(Records from a data collection)
---+---

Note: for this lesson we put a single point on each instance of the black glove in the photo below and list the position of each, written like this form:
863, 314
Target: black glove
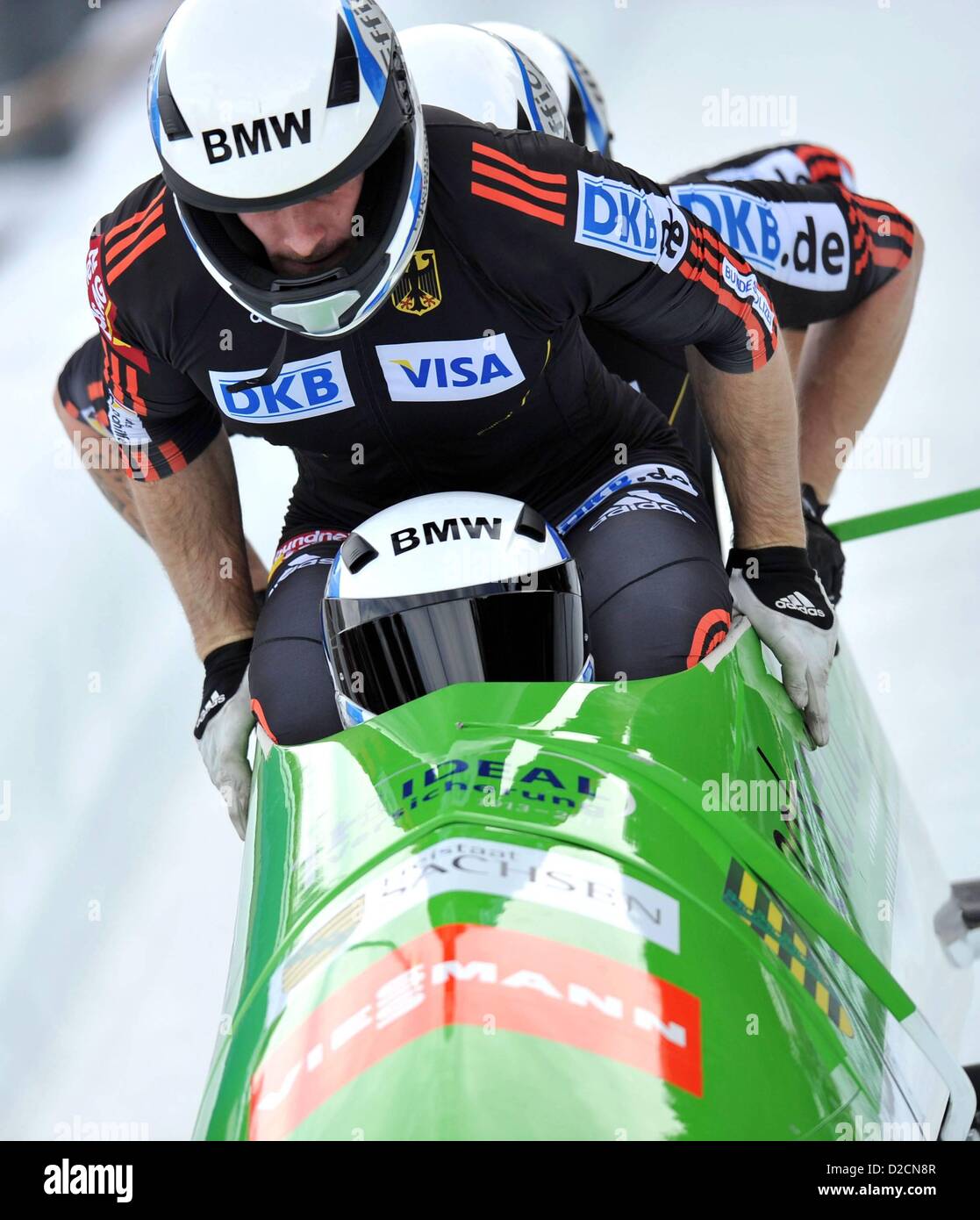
223, 728
823, 546
776, 590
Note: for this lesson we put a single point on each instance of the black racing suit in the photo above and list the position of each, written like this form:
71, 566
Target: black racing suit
475, 375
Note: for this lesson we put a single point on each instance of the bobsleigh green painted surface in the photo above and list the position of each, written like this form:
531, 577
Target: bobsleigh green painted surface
516, 912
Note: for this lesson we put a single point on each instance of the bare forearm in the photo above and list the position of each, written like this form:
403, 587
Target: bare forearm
193, 521
845, 365
752, 421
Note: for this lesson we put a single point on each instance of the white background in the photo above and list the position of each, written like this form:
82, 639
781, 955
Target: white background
118, 867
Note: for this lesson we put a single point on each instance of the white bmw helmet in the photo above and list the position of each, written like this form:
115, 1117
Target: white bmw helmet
257, 105
578, 93
454, 587
482, 75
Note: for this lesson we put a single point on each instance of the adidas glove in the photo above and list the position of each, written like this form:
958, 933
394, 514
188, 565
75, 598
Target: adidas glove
823, 546
225, 725
780, 594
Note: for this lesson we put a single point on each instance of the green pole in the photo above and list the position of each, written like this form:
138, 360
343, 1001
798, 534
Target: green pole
910, 515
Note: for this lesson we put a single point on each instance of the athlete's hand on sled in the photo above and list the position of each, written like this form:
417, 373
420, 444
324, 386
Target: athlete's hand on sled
823, 546
223, 728
780, 594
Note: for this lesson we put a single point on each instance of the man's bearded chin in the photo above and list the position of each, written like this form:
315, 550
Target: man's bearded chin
294, 269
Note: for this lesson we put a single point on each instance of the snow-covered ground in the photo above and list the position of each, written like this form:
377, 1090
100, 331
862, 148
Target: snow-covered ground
118, 869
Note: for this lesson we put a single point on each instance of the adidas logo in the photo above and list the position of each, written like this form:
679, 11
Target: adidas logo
800, 603
216, 700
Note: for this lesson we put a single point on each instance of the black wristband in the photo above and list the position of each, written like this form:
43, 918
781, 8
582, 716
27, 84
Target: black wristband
778, 560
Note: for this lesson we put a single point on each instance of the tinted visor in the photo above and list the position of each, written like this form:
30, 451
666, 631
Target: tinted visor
385, 654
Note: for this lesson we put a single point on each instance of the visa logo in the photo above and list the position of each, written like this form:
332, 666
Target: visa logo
806, 244
620, 218
439, 372
303, 390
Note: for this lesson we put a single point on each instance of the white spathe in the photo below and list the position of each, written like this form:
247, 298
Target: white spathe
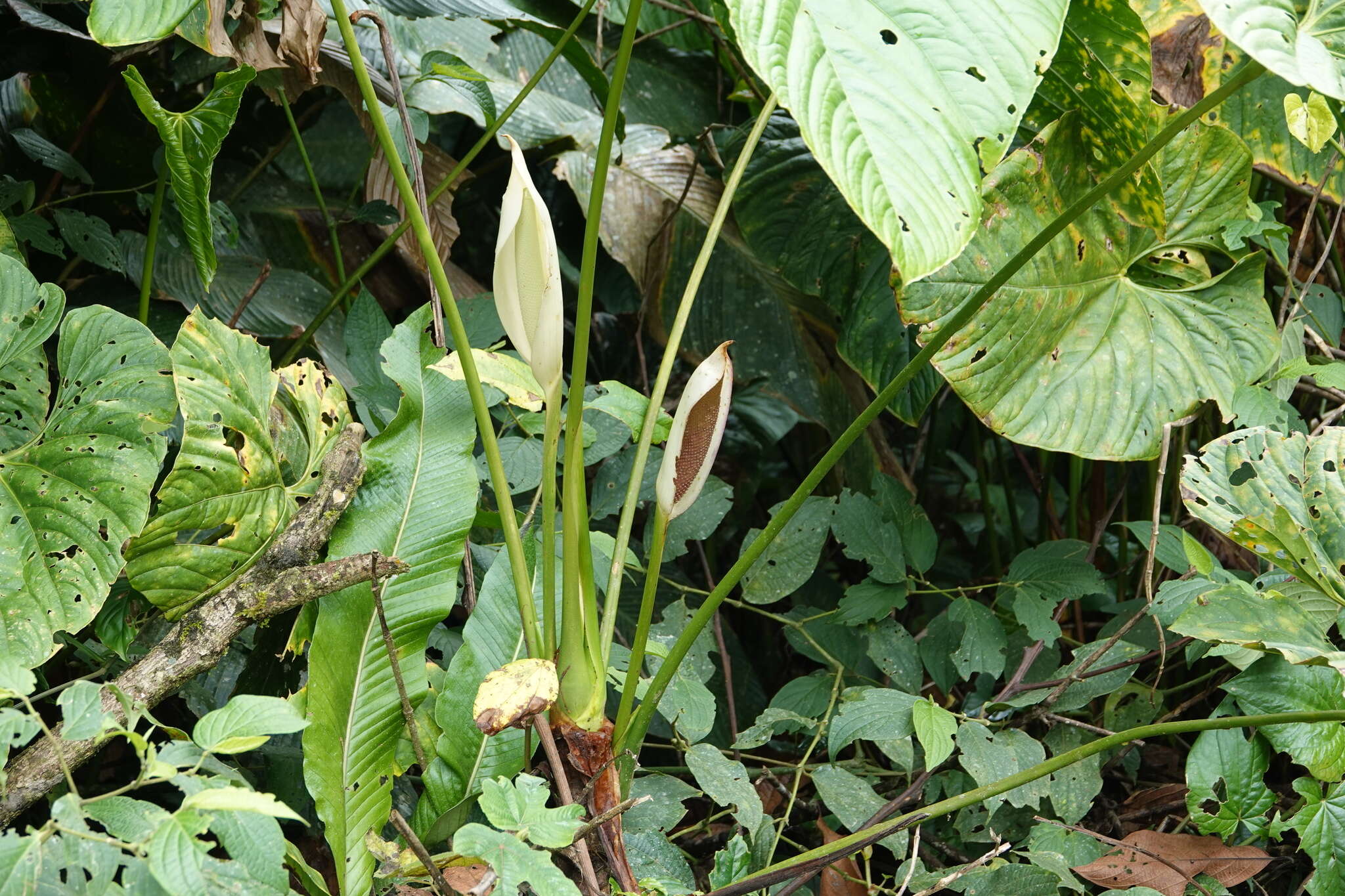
697, 430
527, 276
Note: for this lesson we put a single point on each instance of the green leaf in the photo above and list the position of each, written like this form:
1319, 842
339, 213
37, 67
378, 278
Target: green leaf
245, 461
728, 785
984, 643
116, 23
1321, 833
1304, 49
1225, 770
852, 800
790, 561
1274, 685
865, 535
731, 863
417, 501
191, 140
1087, 324
81, 711
934, 727
42, 151
91, 238
1278, 496
69, 511
246, 717
513, 861
879, 714
628, 406
1042, 578
904, 110
1310, 123
1102, 70
990, 758
519, 806
238, 800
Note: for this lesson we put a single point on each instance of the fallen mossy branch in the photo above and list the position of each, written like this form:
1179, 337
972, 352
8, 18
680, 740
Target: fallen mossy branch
284, 578
835, 851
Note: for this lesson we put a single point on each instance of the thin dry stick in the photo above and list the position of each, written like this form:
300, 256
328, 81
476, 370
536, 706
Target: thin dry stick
966, 870
1302, 234
252, 291
436, 876
412, 150
408, 714
563, 785
915, 856
1111, 842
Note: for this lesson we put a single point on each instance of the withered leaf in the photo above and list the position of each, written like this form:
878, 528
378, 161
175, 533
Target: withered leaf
1187, 856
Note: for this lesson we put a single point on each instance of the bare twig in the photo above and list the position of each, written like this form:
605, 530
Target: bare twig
436, 876
252, 291
1302, 234
563, 785
408, 714
282, 580
412, 150
1113, 842
970, 867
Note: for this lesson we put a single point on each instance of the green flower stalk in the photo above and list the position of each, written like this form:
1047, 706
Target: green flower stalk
529, 301
693, 444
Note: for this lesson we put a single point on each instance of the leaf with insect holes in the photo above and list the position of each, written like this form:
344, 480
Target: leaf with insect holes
68, 512
252, 446
1191, 856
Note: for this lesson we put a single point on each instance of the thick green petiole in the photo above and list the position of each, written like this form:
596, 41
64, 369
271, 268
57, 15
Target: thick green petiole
550, 441
853, 843
661, 381
494, 128
147, 267
485, 425
583, 654
653, 563
640, 721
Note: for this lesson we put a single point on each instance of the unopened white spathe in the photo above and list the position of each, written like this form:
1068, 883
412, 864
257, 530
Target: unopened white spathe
527, 276
695, 435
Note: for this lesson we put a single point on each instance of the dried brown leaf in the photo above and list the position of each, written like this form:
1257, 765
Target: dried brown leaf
1185, 855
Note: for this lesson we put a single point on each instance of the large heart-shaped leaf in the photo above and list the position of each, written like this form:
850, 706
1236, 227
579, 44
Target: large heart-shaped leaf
1093, 345
116, 23
417, 503
1279, 496
1300, 42
191, 140
904, 104
74, 482
246, 457
1102, 70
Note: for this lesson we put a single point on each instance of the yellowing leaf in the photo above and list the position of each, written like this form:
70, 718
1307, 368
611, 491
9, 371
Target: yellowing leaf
1312, 123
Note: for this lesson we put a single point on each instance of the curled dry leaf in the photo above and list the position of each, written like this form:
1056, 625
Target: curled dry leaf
514, 694
1192, 855
843, 878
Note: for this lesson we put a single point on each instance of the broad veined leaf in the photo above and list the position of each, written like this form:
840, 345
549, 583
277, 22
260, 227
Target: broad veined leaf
417, 501
1278, 496
1300, 42
252, 445
1087, 350
116, 23
191, 139
1102, 70
795, 219
904, 106
74, 482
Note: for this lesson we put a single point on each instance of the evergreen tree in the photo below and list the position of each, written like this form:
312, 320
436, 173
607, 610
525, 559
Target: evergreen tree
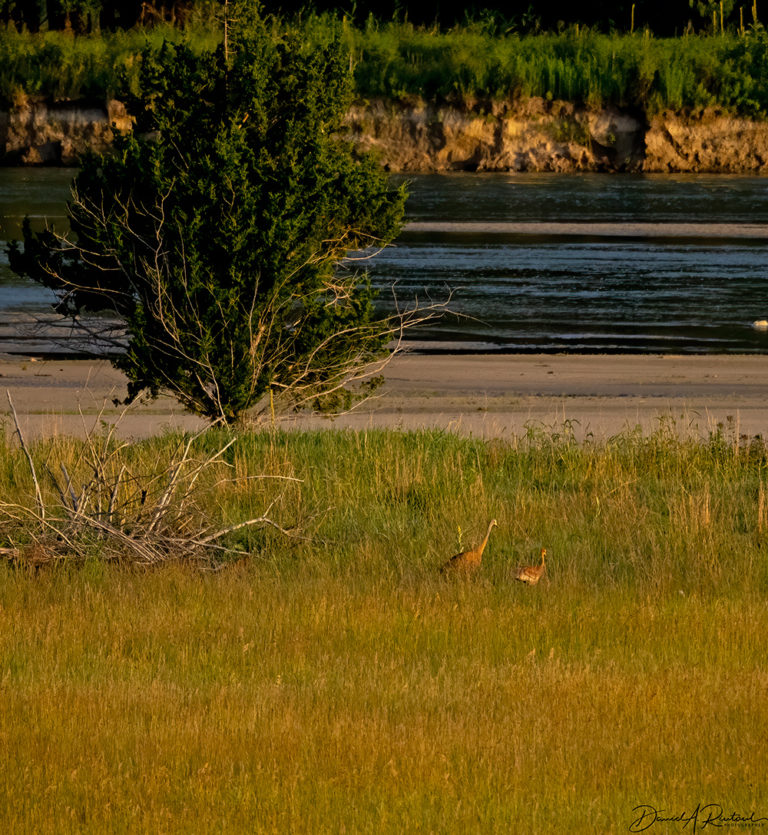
215, 229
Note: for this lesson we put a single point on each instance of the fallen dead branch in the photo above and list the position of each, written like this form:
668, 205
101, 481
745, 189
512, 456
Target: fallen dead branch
115, 513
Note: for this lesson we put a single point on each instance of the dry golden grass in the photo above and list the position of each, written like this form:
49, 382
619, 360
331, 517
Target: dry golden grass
344, 685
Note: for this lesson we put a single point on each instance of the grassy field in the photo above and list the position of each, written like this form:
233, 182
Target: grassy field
340, 683
398, 60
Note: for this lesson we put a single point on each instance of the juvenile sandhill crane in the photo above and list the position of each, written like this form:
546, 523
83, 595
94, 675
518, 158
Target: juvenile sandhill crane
470, 560
531, 574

---+---

| EXERCISE AIM |
Transcribe all the data word for word; the images stay out.

| FINISHED TASK |
Note: for this lesson we put a single point on each instance of the black glove in the photo below and list the position of each, written like this form:
863, 314
Target: black glove
223, 728
823, 546
776, 590
Note: for this lesson we put a single point on each instance of the black racing suit in the photo above and list the position of each, written like this form:
71, 566
Target: black racing suit
475, 375
Note: for this lesson we put a single point on each instance of the bobsleigh green painted surface in the photo above and list the position of each, written like this form:
531, 577
Target: bobsleigh green painted surface
516, 912
Note: for this lesson we put a single point on each instance of the bare forearm in the photo above and list the position of each, written like this form:
403, 587
Target: bare forearm
193, 521
845, 365
752, 421
Note: for this lesson we put a single point on each instance of the white background in the photo above and list the position of each, written like this form:
82, 639
781, 955
Target: white background
118, 867
Note: for this lesson we put a single point on each instance of the white bmw helmet in the photo above and list the position of each, written like this form:
115, 1117
Target: white bmw helmet
257, 105
578, 93
454, 587
482, 75
Note: for this lesson we put a single point on each instance of the adidas glove in the photo above and list the position of each, written like this form:
958, 933
394, 514
188, 565
75, 598
Target: adidas glove
823, 546
225, 725
780, 594
Note: for this lesson we put a single point on each instance of the green pole in the photo above and list the position of each, written like this form:
138, 360
343, 1001
798, 534
Target: green pole
910, 515
Note: for this lesson we put a single point on each instance of the athlete's hand on sled in the photo above and list the position of each, written like this form:
417, 373
420, 444
324, 386
Target: athlete's hand on sled
823, 546
223, 728
780, 594
Note: for this lesson we put a single point on each instance of the man's bearded chin in the photo above and list the position of each, written like this form:
315, 550
Target: man's bearded chin
294, 269
Note: for this lesson we put a single point on each instance of the snow-covered ground in the photo above and list the position of each, written like this form:
377, 1090
100, 331
862, 148
Target: snow-covered ground
118, 869
Note: for this lesson we put a single point on each instance of the adidas logo in the photo above and list the position of each, written like this form:
679, 11
Target: adidas logo
800, 603
216, 700
Note: for this lesson we put a single point on each instance of the black wristband in the photo above and list the position of each, written like this form:
43, 918
781, 8
582, 716
27, 84
Target: black wristband
778, 560
Note: for this lesson we put a single point on each instance of the tinted visor in the photo above and list the position of each, written like this form:
30, 451
666, 631
Target: tinted visor
385, 654
Note: for this lesson we put a single point on each instance of the visa logo in the photo above and list the position of each, written like this form:
332, 666
Target: visa logo
806, 244
620, 218
439, 372
303, 390
Note: for this lesson we put a single point on each instance of the white spathe in the photo below and list the position of each, written like this form:
247, 298
Target: white spathe
697, 430
527, 276
Note: for this lesson we put a single point on each instance of the green leaf in the photo above and list the position of each, written like this form:
1319, 842
339, 213
37, 67
378, 278
Target: green leaf
245, 461
728, 785
984, 643
116, 23
1321, 833
1304, 49
1225, 770
852, 800
790, 561
1274, 685
865, 535
731, 863
417, 501
191, 140
1087, 324
81, 711
934, 727
42, 151
91, 238
1278, 496
69, 511
246, 717
513, 861
879, 714
628, 406
1042, 578
904, 110
1310, 123
1102, 70
990, 758
519, 806
238, 800
Note: for this lesson we put a single point on each instance of the fallen mossy branch in the photo above and list the position of each, written like this form:
1179, 337
972, 352
8, 18
680, 740
Target: fallen mossy branch
284, 578
835, 851
Note: for this lesson we put a single point on each instance of the thin dry stick in the photo above and list the position of each, written like this form:
300, 256
328, 81
476, 370
536, 706
Target: thin dry stick
966, 870
1302, 234
252, 291
436, 876
412, 150
408, 714
563, 785
915, 856
1111, 842
Note: for this lesson we put a single point on each instance of the withered leaf in the photo above and list the position of each, written like this form:
878, 528
378, 161
175, 533
Target: withered leaf
1187, 856
Note: for this lesson we put a single point on each instance of the bare twig in the photo above and list the position of each, written like this form:
605, 530
Target: bare twig
436, 876
252, 291
1302, 234
563, 785
408, 714
282, 580
412, 150
1113, 842
970, 867
Note: for this lesson we put a single point on each instance of the green flower stalk in the photo above and list the position of each, written like this form:
1047, 706
Target: green flower stalk
529, 301
693, 444
Note: for this lesson we put a single point on each instance of the leaf with insect holes in the photo above and list the position of each, written like this form:
344, 480
Target: leaf with insect holes
68, 512
252, 446
1191, 856
Note: for this lesson we put a single point on each instance of the thick green petiole in the photo above and list the position of each, written like this form:
596, 41
64, 369
271, 268
57, 15
Target: thick green petiole
550, 441
853, 843
661, 381
494, 128
147, 267
485, 425
583, 654
653, 563
640, 721
Note: for this lesson we put a single point on each instance of the unopened white spathe in the photo above and list the position of each, written like this form:
1068, 883
412, 864
257, 530
Target: unopened white spathe
527, 276
695, 435
Note: for this lesson we put a single point on each instance of the dried brown leaf in the photo above and list the position of each, written like this form:
1257, 765
Target: dried brown leaf
1185, 855
Note: for this lesson we put a single point on each instance of the large heart-shaped leaf in the photo above and list the position of each, written like this form:
850, 706
1236, 227
579, 44
Target: large heart-shaped leaf
1093, 345
116, 23
417, 503
1279, 496
1300, 42
191, 140
904, 104
74, 482
246, 457
1102, 70
Note: for this lesson we put a single point on each instance of the yellowing leaf in the photo above and list the position of each, written like this form:
70, 718
1307, 368
611, 491
9, 371
Target: yellowing leaf
1312, 123
Note: for this lesson we put a single point on each instance of the curled dry leaf in the photo above and list the position of each, written like this form:
1056, 625
Target: curled dry leaf
514, 694
1192, 855
843, 878
Note: for this lesson we put a single point on each instance of the broad veined leaf in the photo above and list the position of each, written like this form:
840, 345
549, 583
277, 22
260, 227
Target: broad veined leaf
417, 501
1278, 496
1300, 42
252, 445
1087, 350
116, 23
191, 139
1102, 70
795, 219
904, 106
74, 482
Note: for this lesson we put a single point on each instance of the evergreen tree in the photo below and list the position of each, written like this form:
312, 320
436, 173
607, 610
525, 559
Target: evergreen tree
215, 229
Note: for this lesson we put a single point on each instance of the fallen dead branch in the photo above and list the position of each, written like this form:
668, 205
101, 481
745, 189
512, 456
Target: fallen dead branch
115, 513
Note: for this lesson we put a single point on each instance of the dry golden grass in the photo above and list the position of each, written like this form:
49, 382
619, 360
331, 517
Target: dry golden grass
344, 685
Note: for this lesson we put a single point on each instance of the grassy field in the photo above and list the position of each, written like this form:
233, 182
Target: grassy field
340, 683
398, 60
Note: for this lesson we put a single point on each instance of the juvenile sandhill crane in the photo above and list the position of each, written like this form:
546, 523
83, 595
94, 675
518, 158
Target: juvenile sandhill crane
470, 560
531, 574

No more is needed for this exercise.